*** RECORDS PROVIDED Section Begins ***

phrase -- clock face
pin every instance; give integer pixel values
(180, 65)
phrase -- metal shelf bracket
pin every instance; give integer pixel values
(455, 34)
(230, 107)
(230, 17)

*** RECORDS PROVIDED Section Ends ***

* [WORK TASK]
The answer must be a single number: the count of lines in the entries that include "phrase".

* [ANSWER FOR THE TASK]
2